# start of INPUT

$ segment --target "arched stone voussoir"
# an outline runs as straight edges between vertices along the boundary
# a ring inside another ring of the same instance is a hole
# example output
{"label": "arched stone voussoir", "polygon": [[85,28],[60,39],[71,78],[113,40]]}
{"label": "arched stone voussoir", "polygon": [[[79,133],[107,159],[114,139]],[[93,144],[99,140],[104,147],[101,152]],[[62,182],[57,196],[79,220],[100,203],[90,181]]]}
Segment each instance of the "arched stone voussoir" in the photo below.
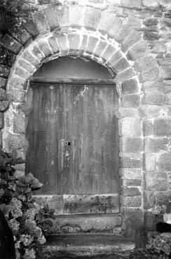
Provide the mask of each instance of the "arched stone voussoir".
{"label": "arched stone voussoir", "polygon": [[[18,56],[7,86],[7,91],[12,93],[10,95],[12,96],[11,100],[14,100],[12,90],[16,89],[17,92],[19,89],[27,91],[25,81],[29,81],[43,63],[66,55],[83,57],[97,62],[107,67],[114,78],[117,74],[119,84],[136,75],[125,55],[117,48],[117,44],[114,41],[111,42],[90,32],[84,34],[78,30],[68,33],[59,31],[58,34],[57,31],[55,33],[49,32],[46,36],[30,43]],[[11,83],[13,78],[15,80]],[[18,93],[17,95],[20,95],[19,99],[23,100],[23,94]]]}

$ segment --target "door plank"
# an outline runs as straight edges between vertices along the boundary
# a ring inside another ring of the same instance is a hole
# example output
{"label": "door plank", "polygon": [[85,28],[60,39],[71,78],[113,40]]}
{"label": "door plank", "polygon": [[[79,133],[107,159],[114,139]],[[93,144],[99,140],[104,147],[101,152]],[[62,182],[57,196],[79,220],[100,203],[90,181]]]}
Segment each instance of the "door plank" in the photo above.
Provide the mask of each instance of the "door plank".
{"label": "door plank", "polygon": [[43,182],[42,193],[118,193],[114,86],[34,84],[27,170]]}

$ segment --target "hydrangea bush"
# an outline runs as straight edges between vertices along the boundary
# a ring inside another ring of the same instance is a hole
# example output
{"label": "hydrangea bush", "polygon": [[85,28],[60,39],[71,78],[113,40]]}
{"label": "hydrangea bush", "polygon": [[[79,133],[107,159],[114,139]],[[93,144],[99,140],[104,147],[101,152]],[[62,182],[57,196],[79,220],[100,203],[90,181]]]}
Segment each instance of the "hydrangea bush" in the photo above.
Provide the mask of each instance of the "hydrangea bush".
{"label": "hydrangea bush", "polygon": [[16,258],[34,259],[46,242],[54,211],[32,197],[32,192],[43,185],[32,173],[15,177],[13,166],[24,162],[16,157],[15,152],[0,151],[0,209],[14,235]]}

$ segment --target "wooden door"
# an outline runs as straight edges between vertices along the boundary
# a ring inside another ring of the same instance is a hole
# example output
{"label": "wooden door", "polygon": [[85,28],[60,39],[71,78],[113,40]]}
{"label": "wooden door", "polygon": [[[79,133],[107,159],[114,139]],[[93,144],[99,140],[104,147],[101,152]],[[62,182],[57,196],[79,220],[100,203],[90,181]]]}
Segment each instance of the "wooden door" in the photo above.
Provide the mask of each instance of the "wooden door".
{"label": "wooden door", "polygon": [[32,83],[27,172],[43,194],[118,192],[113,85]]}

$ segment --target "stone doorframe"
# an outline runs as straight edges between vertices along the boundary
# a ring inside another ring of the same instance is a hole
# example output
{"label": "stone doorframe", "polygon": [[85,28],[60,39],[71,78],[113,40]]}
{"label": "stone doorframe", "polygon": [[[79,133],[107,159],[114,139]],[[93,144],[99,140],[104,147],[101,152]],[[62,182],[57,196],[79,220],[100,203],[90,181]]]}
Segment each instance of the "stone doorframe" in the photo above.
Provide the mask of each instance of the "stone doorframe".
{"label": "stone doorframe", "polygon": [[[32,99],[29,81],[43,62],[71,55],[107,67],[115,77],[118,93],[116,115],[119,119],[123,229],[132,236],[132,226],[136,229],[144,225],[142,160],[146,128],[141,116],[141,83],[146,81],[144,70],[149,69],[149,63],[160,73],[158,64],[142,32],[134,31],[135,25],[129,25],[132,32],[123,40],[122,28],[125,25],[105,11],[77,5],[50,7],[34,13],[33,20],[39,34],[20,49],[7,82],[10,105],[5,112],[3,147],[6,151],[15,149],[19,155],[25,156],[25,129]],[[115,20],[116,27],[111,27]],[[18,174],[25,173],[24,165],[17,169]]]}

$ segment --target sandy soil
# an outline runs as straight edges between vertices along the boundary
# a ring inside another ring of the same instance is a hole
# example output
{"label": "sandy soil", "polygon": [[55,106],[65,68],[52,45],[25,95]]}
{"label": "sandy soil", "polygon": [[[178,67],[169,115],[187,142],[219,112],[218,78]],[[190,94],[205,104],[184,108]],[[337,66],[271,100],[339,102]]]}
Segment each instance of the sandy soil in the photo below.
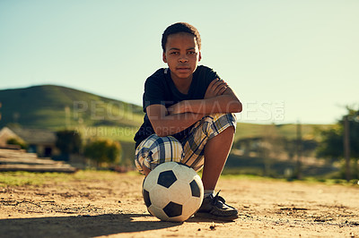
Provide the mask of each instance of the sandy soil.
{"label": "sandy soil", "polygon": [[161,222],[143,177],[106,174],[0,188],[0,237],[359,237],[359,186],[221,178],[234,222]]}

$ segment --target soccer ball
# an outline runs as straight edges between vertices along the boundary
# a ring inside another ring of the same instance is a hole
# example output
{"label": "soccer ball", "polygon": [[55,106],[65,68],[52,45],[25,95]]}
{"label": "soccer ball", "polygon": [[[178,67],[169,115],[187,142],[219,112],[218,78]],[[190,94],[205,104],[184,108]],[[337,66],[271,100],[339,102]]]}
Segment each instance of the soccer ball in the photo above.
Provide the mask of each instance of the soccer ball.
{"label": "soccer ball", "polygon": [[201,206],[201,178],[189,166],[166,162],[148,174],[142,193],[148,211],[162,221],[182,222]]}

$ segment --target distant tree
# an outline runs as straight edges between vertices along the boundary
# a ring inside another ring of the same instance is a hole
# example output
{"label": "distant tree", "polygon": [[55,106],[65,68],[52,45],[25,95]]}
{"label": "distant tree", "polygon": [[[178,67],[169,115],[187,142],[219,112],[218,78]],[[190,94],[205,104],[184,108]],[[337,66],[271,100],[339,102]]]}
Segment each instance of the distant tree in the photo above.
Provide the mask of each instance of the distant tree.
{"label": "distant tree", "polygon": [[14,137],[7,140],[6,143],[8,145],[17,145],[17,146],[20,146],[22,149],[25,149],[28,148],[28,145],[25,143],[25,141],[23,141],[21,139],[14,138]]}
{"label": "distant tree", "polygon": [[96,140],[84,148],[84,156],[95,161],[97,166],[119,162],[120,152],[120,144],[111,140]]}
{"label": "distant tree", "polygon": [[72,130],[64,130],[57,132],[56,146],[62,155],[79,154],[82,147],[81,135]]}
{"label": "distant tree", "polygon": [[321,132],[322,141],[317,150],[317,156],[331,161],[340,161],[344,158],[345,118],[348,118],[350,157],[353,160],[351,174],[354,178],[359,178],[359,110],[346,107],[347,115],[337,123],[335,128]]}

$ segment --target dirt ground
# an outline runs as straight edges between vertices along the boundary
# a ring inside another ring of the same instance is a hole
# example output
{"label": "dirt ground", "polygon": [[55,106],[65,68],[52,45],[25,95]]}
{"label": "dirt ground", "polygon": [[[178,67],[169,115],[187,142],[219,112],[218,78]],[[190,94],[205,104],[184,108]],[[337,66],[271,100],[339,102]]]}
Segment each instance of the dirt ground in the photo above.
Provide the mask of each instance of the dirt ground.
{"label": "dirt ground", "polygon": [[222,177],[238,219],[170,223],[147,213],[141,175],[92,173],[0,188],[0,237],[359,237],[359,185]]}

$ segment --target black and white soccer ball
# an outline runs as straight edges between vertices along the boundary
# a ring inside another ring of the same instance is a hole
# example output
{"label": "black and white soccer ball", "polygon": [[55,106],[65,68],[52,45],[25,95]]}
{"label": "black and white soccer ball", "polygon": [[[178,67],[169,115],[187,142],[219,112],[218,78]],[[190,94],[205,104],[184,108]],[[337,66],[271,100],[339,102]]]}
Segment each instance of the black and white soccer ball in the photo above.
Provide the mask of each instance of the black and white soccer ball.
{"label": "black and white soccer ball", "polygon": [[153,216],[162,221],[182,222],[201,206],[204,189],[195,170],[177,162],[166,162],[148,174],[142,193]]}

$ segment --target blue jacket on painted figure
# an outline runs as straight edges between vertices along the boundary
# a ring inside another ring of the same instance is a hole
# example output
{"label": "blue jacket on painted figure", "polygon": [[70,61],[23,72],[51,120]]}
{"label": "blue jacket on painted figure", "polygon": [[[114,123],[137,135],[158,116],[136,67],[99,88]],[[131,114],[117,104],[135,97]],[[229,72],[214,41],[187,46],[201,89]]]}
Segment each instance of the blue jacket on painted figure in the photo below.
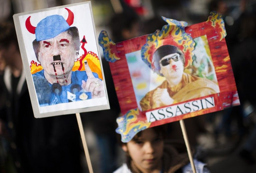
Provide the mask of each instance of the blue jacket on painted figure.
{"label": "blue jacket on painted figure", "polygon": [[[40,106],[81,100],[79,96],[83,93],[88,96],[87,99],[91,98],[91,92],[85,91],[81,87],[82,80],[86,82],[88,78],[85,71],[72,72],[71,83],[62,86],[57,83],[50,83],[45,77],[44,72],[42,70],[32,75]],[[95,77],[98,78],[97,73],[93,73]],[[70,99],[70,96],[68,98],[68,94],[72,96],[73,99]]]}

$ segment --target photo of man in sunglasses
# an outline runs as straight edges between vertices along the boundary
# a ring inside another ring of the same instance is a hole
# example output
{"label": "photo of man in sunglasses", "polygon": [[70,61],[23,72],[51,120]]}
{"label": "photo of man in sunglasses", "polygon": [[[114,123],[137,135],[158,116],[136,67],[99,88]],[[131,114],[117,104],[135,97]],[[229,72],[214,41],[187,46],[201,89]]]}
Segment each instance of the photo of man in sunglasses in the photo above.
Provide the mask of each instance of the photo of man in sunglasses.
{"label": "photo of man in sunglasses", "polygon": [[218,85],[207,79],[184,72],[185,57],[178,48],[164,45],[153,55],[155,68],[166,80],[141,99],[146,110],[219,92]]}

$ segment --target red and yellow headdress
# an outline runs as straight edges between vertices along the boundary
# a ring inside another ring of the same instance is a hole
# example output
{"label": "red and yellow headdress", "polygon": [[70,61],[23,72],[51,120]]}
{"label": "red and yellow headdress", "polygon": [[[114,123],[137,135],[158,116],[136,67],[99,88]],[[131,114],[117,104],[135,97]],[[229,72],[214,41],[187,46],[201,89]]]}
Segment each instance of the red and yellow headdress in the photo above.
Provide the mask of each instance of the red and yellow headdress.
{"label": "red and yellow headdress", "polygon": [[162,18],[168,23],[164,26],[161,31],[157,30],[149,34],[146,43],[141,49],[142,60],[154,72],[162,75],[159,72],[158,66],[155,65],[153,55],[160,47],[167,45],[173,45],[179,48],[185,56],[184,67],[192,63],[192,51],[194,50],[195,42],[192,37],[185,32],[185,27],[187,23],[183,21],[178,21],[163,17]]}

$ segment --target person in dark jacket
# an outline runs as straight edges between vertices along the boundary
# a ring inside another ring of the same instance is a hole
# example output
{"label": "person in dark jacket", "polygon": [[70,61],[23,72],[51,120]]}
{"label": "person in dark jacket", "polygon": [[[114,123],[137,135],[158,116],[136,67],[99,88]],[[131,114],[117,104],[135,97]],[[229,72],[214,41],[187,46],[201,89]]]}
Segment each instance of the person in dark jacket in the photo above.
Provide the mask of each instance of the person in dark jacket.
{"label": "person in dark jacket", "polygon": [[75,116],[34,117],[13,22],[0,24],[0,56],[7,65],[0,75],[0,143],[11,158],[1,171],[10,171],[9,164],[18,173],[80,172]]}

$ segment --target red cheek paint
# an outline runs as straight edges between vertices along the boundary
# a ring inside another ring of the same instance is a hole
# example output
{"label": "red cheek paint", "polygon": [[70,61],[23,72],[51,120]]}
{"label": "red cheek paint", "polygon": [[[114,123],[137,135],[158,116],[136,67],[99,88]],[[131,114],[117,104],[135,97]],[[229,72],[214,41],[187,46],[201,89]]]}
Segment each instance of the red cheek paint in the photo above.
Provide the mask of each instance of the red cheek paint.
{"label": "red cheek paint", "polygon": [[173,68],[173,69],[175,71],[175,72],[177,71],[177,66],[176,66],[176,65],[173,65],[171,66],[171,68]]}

# end of INPUT
# start of INPUT

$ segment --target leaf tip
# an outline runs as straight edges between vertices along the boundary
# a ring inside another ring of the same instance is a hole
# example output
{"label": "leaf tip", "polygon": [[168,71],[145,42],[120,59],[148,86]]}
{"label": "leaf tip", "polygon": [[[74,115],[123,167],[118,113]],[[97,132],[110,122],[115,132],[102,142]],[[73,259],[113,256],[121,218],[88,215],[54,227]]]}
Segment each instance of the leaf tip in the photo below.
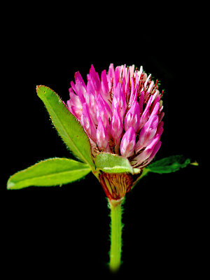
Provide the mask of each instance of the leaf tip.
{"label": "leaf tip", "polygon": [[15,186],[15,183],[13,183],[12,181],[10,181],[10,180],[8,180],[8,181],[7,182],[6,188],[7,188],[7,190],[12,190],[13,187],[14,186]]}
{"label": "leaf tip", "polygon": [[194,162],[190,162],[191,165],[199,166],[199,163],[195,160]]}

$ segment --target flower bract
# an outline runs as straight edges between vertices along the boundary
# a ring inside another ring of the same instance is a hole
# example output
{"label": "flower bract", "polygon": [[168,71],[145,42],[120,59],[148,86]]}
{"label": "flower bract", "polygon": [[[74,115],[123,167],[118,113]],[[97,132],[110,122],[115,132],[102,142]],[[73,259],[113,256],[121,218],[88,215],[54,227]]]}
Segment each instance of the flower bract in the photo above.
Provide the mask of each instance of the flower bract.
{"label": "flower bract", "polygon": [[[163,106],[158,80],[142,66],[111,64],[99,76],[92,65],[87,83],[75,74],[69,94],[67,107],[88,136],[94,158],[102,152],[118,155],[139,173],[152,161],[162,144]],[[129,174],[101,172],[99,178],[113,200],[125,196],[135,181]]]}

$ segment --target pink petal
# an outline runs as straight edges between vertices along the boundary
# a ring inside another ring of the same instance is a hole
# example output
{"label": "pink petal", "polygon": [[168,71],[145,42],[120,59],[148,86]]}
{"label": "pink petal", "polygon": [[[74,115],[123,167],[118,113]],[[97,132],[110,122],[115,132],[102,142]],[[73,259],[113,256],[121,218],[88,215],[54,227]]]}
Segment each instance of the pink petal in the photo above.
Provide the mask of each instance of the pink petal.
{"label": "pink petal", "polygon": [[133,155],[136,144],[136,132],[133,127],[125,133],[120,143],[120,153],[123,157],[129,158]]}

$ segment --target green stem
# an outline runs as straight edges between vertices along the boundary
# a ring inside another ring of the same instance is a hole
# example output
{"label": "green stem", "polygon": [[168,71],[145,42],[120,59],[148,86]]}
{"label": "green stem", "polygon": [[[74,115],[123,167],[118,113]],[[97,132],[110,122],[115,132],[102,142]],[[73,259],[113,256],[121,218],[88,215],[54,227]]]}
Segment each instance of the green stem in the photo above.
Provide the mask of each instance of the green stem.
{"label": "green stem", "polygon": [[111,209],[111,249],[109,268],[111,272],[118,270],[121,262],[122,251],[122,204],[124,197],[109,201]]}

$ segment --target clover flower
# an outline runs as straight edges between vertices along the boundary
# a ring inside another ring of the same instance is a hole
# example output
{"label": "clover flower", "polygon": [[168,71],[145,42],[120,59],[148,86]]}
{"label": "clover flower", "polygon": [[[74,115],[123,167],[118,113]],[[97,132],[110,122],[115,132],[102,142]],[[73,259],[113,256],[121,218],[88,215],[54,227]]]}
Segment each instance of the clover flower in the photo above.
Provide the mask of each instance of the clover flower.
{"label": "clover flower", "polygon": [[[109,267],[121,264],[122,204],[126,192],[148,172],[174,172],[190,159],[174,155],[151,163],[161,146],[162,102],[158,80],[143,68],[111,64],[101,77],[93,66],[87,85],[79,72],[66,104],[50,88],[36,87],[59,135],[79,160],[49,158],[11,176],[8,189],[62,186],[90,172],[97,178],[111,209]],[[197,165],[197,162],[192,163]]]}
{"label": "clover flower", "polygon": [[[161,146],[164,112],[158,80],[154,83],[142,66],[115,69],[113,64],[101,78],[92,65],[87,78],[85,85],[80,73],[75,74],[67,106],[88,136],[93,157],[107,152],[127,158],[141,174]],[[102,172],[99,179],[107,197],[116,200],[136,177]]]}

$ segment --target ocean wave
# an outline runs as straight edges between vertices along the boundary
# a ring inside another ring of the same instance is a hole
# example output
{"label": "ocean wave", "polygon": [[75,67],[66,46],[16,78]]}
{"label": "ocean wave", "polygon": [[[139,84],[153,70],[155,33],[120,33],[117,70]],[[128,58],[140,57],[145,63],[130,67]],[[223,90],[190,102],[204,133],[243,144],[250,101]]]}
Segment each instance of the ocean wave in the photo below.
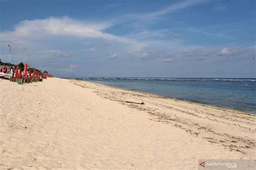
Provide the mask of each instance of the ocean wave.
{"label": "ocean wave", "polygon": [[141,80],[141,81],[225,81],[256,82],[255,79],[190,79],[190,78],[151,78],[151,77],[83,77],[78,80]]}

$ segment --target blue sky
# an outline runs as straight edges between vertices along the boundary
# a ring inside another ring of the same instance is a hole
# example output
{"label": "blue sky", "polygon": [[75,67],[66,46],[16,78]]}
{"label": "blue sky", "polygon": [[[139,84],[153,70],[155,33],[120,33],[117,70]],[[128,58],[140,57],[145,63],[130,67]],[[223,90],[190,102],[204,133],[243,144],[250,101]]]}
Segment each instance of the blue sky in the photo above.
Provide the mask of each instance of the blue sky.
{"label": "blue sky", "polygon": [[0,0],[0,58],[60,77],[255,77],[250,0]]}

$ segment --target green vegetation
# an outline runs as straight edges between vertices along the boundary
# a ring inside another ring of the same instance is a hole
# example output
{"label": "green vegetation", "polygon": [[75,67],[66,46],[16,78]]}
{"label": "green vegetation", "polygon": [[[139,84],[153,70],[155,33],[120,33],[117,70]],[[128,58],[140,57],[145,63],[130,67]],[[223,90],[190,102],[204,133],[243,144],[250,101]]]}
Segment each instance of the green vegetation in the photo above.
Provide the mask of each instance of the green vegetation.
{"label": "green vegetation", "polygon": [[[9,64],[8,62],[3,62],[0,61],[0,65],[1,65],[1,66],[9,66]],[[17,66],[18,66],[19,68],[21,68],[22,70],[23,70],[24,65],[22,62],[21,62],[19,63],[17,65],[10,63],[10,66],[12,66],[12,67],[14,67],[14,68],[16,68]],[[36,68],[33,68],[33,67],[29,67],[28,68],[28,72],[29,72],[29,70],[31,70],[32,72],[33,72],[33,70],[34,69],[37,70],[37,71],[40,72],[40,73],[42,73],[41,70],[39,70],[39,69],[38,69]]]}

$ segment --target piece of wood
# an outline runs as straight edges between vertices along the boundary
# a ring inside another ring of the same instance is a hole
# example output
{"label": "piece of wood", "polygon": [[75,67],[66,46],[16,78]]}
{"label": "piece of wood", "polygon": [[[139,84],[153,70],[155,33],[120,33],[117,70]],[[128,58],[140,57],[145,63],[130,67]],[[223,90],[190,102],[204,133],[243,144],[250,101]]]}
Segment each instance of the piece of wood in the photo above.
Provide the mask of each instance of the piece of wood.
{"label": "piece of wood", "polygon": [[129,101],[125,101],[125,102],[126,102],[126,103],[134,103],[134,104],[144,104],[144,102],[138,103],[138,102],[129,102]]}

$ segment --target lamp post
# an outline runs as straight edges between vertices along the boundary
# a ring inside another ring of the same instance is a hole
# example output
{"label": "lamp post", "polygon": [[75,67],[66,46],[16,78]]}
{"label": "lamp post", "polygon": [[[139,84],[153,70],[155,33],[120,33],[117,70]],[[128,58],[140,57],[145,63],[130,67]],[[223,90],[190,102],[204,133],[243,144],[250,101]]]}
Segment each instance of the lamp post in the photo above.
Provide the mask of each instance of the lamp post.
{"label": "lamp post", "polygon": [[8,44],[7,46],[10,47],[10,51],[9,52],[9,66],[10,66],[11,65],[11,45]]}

# end of INPUT
# start of INPUT

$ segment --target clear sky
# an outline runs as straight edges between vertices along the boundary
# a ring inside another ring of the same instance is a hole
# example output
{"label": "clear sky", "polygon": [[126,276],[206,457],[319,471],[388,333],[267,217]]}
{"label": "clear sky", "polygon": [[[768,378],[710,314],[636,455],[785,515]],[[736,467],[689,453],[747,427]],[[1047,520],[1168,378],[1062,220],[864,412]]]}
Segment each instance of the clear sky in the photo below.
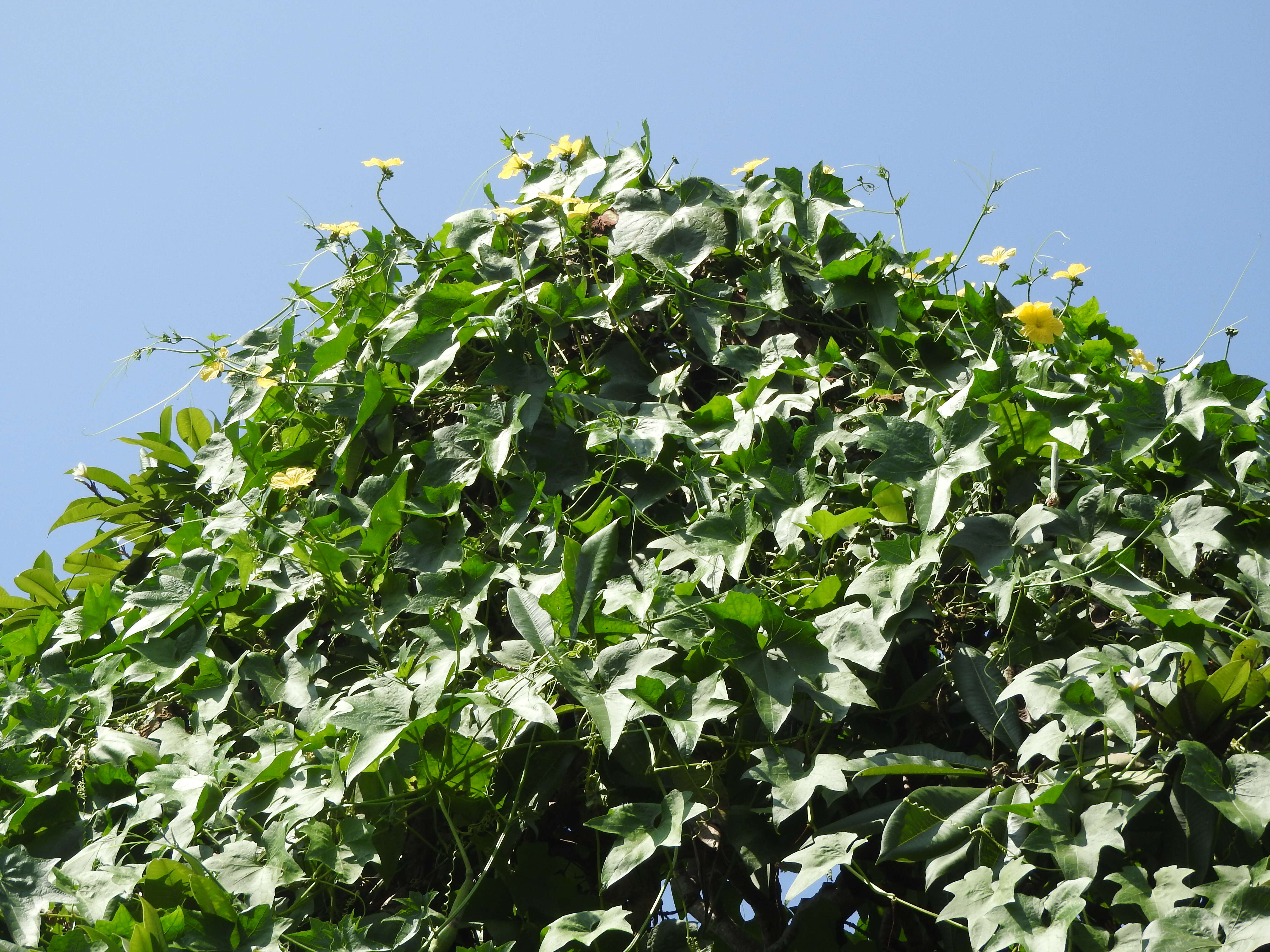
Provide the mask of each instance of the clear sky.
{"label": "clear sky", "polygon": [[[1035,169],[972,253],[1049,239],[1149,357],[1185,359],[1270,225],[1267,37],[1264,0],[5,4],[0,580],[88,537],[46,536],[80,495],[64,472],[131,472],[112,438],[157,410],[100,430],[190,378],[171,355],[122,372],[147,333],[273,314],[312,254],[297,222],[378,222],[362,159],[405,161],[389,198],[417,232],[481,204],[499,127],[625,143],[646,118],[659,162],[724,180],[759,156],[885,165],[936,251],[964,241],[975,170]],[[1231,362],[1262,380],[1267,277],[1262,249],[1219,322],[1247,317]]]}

# end of INPUT

EXERCISE OBJECTIVE: How many lines of the data contain the string "wave"? Reply with the number only.

EXERCISE OUTPUT: 6